Listed entries:
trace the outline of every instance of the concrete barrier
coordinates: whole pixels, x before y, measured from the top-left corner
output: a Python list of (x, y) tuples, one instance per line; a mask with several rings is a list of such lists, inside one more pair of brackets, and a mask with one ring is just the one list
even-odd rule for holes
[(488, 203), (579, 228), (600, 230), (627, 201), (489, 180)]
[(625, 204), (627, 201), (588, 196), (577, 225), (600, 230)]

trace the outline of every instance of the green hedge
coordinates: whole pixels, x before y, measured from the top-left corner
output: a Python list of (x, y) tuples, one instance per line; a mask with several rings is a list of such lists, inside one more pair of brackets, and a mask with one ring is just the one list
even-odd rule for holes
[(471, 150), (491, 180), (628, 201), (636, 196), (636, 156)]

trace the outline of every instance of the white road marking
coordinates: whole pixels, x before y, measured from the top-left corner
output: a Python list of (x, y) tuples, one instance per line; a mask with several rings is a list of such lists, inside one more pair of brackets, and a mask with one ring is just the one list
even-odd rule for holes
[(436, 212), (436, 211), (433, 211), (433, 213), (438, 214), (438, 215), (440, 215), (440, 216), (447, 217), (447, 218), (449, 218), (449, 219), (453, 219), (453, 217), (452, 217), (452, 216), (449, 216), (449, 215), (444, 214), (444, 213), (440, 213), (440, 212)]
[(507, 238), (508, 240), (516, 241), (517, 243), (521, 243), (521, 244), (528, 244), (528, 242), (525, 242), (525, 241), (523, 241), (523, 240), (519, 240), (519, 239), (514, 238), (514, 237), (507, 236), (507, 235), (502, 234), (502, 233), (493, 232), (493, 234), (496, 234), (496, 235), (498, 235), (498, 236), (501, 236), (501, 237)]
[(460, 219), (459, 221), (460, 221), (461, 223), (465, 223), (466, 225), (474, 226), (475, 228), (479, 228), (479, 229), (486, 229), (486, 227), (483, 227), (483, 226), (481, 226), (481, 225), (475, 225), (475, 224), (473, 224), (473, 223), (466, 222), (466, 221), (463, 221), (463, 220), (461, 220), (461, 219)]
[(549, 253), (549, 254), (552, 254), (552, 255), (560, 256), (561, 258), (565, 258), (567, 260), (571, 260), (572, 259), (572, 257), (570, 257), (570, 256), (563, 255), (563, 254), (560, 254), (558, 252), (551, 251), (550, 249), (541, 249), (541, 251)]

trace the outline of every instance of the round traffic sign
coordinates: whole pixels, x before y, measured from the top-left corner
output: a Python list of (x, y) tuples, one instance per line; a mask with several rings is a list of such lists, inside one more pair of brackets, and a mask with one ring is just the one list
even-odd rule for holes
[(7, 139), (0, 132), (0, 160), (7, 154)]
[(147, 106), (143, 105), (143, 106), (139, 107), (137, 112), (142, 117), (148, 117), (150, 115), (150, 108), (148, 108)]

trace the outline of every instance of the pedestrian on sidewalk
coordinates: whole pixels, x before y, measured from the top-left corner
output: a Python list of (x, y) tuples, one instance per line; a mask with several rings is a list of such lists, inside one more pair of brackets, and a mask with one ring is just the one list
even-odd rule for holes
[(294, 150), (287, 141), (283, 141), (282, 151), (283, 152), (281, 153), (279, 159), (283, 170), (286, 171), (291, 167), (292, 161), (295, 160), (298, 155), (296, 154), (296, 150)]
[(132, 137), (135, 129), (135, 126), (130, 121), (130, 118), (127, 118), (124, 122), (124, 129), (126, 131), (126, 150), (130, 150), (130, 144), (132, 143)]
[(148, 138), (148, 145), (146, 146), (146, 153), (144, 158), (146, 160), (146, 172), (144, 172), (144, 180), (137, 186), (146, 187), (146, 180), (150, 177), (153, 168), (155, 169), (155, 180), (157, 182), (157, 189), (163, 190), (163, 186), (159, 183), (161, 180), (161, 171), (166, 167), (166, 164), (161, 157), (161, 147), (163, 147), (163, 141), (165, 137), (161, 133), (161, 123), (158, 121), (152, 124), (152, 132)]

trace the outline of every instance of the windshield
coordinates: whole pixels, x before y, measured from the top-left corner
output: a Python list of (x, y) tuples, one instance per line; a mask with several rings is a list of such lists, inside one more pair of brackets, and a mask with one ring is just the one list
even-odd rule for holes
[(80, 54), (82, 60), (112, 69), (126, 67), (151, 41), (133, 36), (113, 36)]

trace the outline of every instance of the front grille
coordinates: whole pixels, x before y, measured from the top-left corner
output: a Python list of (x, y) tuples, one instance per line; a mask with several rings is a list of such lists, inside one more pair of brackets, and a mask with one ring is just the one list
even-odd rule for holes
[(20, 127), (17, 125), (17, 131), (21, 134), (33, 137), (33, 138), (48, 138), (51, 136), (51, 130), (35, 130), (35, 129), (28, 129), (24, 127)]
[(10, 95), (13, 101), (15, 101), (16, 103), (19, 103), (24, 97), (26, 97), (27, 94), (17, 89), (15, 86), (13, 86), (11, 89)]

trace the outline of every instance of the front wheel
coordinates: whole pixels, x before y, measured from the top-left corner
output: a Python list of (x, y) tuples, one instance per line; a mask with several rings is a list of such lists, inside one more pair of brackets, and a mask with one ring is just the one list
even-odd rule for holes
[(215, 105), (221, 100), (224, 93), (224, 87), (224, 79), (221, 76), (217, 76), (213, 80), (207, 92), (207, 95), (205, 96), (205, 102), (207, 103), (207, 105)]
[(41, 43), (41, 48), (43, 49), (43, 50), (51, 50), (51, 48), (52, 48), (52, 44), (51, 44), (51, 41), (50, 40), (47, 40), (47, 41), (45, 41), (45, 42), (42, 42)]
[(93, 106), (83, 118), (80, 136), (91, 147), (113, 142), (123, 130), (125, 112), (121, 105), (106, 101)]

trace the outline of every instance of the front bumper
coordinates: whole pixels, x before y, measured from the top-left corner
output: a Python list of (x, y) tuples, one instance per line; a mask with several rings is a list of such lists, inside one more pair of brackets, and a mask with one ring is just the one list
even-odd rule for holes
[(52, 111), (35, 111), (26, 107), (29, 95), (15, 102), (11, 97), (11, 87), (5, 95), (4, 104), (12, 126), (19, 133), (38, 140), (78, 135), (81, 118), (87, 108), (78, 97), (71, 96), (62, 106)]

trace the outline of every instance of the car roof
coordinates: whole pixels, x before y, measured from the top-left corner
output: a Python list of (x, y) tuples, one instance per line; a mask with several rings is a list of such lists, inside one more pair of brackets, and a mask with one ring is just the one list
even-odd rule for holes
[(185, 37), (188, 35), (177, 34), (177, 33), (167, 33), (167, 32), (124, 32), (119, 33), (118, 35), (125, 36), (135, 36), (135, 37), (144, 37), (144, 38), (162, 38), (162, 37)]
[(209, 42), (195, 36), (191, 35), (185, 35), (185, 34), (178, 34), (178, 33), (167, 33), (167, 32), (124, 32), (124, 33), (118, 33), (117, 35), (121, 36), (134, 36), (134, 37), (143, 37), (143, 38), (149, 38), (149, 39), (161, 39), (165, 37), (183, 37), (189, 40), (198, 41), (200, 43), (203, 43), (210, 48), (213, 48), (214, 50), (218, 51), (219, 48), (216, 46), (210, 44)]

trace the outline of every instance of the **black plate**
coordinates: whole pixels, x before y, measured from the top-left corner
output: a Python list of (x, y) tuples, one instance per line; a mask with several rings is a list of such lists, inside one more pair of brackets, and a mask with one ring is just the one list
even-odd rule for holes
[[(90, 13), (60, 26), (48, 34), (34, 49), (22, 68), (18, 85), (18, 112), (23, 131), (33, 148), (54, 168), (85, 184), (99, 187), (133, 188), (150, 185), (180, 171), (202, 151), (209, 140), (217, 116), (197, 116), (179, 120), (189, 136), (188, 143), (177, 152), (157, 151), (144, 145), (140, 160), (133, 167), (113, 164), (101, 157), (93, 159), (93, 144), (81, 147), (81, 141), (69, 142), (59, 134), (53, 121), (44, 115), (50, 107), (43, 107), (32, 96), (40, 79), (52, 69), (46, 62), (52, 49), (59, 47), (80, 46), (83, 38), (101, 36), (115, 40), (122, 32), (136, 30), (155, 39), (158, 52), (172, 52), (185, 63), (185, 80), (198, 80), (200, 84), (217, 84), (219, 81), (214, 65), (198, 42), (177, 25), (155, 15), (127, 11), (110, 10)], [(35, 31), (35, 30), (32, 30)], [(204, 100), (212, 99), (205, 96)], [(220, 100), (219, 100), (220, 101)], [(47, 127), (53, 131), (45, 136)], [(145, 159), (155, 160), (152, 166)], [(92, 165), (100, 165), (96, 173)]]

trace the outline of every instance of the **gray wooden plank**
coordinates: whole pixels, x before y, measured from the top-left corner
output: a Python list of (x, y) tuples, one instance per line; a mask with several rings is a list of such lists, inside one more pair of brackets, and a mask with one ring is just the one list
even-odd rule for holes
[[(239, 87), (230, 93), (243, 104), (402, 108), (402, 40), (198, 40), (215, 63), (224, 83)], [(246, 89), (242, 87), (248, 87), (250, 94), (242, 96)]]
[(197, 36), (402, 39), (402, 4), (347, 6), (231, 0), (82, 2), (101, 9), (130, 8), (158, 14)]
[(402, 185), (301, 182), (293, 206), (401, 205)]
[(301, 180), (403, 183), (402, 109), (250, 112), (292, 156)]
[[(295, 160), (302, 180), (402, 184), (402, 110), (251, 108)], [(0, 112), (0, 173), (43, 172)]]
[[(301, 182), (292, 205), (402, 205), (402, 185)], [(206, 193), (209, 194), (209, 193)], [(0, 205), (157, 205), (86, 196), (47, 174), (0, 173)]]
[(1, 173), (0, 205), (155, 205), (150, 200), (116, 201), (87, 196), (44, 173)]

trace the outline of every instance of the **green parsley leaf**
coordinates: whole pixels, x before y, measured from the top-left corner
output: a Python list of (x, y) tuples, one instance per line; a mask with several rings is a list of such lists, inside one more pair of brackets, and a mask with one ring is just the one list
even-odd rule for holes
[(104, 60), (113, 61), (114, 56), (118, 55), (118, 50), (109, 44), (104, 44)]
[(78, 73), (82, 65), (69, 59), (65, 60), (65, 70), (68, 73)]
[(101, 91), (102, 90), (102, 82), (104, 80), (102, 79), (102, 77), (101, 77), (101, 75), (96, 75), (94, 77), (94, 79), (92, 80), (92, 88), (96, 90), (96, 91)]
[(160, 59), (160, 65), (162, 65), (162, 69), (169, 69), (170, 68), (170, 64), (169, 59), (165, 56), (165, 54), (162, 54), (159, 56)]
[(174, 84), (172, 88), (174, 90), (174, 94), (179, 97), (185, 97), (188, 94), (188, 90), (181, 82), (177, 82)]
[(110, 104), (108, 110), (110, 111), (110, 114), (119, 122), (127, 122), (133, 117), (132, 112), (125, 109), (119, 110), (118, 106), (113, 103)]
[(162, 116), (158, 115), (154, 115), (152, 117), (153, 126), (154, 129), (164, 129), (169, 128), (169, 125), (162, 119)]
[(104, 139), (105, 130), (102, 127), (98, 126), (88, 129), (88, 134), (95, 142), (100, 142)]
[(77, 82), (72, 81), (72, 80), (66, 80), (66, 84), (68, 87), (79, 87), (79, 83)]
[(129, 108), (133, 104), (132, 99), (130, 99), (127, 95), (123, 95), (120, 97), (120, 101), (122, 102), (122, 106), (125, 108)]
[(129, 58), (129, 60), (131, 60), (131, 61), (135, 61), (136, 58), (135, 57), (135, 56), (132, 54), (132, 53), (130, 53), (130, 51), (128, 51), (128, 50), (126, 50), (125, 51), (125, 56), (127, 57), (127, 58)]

Objective: Reproduce the stretch of lines from the first one through the one containing "[(625, 204), (627, 201), (588, 196), (577, 225), (600, 230)]", changing "concrete barrier" to "stone wall" and leaving everything else as it stands.

Output for this task:
trace the outline of every instance of the stone wall
coordinates: whole pixels, x before y, measured from the top-left corner
output: a Python list of (x, y) tuples, one instance per line; a mask with several rings is a list of such lists, inside one more pair of brackets, and a mask with one ring is just the one list
even-odd rule for holes
[(488, 203), (579, 228), (600, 230), (627, 201), (489, 180)]
[(625, 204), (627, 201), (588, 196), (577, 225), (600, 230)]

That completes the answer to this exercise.